What the task asks:
Reproduce exactly the final portion of the data: every line from the one containing "Where can you spot the wispy" through the last line, inclusive.

Source material:
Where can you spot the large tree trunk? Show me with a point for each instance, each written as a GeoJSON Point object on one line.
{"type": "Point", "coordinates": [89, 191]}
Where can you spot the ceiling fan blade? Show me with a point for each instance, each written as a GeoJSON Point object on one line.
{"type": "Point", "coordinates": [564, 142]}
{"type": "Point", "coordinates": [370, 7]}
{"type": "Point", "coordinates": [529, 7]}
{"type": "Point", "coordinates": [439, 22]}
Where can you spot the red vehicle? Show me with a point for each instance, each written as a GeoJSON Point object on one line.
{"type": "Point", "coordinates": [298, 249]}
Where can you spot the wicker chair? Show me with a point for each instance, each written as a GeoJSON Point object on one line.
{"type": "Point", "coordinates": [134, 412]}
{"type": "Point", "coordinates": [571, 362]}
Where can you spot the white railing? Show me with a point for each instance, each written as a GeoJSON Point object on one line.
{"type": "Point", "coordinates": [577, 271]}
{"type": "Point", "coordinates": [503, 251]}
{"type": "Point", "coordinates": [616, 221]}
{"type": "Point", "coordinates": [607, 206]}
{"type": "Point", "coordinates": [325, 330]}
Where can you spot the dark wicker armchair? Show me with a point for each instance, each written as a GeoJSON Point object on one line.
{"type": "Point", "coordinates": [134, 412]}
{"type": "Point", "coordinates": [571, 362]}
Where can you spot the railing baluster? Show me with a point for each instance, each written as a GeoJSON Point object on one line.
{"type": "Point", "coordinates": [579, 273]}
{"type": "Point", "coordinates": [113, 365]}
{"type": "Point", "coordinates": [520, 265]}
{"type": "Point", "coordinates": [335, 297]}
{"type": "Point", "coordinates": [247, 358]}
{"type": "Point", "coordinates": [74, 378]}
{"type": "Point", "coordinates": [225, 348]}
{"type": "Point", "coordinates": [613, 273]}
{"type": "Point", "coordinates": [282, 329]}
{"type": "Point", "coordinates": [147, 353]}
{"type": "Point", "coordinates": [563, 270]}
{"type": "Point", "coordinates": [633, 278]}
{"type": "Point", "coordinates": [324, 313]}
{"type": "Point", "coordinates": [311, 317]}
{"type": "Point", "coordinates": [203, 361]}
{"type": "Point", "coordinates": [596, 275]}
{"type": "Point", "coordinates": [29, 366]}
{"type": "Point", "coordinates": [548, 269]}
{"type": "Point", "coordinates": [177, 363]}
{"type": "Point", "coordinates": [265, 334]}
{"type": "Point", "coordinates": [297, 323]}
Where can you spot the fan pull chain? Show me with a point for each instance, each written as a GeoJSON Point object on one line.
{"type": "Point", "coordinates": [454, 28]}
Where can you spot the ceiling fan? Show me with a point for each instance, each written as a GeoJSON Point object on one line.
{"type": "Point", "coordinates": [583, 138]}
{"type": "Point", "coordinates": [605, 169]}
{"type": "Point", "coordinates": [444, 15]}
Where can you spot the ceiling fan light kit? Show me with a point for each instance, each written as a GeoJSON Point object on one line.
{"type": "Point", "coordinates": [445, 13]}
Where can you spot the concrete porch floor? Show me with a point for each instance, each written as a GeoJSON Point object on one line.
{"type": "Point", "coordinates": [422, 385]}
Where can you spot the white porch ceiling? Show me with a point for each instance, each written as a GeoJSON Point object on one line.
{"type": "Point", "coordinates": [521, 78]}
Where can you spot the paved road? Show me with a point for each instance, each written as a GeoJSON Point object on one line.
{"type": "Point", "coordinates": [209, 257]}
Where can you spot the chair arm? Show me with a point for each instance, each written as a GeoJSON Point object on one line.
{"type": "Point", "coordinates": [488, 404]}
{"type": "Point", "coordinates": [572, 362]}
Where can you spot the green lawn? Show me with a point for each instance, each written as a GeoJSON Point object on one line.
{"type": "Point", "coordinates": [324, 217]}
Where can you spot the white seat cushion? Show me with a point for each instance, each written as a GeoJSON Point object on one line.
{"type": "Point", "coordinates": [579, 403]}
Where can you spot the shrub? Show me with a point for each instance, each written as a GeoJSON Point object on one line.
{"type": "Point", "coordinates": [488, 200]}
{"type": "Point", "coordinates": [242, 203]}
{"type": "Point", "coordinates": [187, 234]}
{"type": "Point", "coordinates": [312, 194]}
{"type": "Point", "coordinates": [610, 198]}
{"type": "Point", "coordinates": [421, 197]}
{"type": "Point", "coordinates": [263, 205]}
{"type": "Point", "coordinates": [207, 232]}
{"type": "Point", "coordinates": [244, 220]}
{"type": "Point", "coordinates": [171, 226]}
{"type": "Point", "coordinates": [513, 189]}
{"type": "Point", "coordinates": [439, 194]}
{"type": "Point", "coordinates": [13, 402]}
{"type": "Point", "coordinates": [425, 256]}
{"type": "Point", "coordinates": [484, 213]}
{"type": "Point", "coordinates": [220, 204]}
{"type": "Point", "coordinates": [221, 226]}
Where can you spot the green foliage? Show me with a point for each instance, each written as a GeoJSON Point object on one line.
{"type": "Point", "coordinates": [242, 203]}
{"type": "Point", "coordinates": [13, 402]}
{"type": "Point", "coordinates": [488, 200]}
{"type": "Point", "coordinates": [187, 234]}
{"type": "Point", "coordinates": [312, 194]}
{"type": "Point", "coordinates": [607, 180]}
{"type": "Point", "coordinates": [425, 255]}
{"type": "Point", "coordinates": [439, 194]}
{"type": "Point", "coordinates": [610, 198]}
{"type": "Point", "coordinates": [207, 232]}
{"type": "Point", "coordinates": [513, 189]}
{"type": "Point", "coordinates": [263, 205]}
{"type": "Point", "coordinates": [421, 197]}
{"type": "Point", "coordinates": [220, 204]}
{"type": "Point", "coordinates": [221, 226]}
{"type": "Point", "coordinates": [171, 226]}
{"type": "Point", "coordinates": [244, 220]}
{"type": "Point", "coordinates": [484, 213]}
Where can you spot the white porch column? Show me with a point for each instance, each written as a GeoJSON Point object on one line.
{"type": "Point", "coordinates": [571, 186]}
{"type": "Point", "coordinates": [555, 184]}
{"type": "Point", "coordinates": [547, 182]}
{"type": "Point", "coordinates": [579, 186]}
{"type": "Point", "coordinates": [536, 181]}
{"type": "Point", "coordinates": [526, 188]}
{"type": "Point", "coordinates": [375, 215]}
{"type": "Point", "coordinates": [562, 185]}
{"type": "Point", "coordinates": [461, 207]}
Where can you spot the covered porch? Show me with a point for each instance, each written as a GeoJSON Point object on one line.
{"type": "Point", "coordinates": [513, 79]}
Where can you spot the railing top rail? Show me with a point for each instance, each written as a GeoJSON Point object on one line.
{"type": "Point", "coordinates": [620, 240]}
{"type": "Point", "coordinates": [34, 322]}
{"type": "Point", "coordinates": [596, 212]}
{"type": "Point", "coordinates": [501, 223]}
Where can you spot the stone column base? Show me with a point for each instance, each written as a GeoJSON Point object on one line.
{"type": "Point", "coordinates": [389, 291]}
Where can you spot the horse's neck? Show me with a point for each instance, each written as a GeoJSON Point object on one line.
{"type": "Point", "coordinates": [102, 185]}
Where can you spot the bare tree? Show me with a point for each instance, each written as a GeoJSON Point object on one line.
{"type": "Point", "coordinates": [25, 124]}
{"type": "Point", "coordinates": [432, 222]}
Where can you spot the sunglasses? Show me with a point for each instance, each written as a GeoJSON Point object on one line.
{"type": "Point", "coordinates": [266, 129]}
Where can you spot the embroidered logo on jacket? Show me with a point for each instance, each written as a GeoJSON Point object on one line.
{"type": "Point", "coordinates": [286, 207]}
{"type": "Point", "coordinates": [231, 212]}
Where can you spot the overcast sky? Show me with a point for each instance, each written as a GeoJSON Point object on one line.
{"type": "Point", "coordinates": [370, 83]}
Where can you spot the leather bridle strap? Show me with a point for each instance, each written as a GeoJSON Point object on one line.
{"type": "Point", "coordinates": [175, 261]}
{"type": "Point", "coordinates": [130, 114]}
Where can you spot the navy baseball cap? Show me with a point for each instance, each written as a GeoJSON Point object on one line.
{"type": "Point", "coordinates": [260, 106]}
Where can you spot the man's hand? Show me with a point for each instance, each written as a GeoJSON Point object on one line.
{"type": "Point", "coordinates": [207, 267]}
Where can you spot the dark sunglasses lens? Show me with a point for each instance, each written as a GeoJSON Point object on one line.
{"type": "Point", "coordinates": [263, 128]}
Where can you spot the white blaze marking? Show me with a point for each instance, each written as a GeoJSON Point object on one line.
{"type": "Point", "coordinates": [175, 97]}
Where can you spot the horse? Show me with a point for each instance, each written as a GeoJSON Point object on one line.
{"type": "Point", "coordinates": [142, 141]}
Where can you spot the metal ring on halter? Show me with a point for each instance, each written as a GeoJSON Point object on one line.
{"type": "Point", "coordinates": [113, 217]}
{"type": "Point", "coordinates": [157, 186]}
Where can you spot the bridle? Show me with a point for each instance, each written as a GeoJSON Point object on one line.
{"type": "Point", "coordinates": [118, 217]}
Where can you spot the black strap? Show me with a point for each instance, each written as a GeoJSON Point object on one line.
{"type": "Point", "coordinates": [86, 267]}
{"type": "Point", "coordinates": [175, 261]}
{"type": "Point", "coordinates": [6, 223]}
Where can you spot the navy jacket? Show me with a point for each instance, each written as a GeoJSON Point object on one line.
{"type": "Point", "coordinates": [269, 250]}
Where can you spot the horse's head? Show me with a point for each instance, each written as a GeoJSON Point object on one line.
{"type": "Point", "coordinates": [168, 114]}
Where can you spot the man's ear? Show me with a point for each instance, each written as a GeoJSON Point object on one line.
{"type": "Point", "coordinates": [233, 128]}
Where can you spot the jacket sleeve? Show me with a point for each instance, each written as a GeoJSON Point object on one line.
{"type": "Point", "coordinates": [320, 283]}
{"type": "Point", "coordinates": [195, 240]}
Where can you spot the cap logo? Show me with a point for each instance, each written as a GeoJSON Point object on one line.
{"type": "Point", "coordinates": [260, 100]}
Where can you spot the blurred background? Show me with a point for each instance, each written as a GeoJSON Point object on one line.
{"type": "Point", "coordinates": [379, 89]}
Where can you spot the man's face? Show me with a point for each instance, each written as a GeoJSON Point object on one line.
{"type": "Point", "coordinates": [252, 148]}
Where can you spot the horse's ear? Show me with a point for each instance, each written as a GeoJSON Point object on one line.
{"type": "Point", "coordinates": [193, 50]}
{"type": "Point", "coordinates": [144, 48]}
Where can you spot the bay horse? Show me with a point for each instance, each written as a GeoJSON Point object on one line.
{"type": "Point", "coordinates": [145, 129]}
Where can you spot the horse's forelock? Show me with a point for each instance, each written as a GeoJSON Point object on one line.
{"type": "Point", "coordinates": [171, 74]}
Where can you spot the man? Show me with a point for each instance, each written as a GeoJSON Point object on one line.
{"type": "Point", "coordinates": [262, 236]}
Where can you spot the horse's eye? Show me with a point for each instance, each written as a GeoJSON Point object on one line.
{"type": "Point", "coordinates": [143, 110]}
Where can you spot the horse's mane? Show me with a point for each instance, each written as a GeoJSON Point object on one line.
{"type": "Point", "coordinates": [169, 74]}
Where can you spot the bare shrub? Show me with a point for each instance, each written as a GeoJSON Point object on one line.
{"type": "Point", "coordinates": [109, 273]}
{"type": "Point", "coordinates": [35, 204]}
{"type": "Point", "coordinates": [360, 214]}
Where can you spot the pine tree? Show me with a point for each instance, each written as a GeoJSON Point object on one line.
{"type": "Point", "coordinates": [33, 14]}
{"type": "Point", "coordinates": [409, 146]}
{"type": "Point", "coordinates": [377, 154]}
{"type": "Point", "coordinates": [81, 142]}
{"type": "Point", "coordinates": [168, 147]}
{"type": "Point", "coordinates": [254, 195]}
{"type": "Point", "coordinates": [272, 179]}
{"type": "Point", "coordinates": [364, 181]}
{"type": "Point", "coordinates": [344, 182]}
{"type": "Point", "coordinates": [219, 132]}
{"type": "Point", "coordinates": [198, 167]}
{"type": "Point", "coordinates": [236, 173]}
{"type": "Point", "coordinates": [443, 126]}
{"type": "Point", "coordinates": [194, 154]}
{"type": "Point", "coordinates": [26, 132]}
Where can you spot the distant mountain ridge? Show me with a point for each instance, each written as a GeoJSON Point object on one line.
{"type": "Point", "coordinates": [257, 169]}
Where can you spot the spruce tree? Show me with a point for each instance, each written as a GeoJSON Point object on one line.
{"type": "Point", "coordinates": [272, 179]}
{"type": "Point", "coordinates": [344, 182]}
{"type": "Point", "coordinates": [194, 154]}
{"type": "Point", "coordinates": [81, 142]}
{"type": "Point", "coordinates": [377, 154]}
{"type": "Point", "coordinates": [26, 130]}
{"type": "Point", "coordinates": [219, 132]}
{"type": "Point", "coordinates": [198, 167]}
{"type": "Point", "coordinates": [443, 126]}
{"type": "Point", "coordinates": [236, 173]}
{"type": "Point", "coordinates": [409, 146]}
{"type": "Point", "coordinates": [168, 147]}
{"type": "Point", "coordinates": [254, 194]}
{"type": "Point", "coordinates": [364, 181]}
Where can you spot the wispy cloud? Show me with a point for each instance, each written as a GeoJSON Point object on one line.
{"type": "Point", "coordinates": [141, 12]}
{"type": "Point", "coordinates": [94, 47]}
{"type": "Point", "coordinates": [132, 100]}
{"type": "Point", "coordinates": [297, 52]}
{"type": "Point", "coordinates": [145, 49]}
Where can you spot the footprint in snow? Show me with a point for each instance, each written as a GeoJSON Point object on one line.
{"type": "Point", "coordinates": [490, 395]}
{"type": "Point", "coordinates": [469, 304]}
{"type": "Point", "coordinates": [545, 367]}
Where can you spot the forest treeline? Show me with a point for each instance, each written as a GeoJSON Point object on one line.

Solution for this problem:
Where can you spot the wispy cloud? Show me with a point for each instance, each written as a GeoJSON Point object on one line.
{"type": "Point", "coordinates": [141, 12]}
{"type": "Point", "coordinates": [94, 47]}
{"type": "Point", "coordinates": [132, 100]}
{"type": "Point", "coordinates": [297, 52]}
{"type": "Point", "coordinates": [145, 49]}
Where can you spot the footprint in snow? Show me with a point for each instance, each written as a GeoJSON Point object on one line.
{"type": "Point", "coordinates": [490, 395]}
{"type": "Point", "coordinates": [469, 304]}
{"type": "Point", "coordinates": [545, 367]}
Where can you spot the forest treeline? Show me with a point for each instance, each written as a GeoJSON Point object on one line.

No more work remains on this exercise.